===== DATA PROVIDED =====
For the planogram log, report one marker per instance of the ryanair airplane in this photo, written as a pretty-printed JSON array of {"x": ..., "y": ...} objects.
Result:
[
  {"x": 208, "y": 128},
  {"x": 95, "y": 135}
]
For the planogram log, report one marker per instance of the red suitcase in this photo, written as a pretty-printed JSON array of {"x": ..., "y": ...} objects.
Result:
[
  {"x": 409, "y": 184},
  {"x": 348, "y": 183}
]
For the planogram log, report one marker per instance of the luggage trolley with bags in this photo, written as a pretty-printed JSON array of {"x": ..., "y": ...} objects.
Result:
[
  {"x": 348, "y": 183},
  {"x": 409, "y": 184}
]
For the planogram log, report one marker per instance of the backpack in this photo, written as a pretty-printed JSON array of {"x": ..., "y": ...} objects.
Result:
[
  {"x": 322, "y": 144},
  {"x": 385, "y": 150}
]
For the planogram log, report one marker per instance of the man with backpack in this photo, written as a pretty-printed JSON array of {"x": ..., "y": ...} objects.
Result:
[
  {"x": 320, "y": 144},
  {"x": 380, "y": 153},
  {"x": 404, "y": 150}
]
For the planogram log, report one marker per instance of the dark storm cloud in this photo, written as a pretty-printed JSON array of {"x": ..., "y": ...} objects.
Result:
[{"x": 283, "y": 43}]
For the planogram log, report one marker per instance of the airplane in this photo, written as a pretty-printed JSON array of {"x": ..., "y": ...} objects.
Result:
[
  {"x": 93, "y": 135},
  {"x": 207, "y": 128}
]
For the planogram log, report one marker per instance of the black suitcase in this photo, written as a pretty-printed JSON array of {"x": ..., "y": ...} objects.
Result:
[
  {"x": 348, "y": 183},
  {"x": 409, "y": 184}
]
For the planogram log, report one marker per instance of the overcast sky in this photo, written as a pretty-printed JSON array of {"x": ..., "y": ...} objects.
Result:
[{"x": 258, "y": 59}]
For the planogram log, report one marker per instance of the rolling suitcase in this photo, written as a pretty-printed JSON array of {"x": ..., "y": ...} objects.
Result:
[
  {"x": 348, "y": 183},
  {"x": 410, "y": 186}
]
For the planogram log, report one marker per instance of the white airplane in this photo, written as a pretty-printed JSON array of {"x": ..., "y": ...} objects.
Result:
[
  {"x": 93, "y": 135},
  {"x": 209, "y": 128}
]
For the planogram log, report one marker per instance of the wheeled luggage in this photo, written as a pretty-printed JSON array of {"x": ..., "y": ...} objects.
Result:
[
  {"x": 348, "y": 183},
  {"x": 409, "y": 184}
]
=====
- **WORK TO COMPLETE**
Copy the material from the line with "of the wheeled" through the end of the material, keeping the request text, and adjust every coordinate in the answers by adding -103 to it.

- **SOLUTION**
For the planogram log, report one marker per instance of the wheeled luggage in this photo, written as a pretty-printed JSON array of {"x": ..., "y": ...} objects.
Result:
[
  {"x": 245, "y": 80},
  {"x": 306, "y": 81}
]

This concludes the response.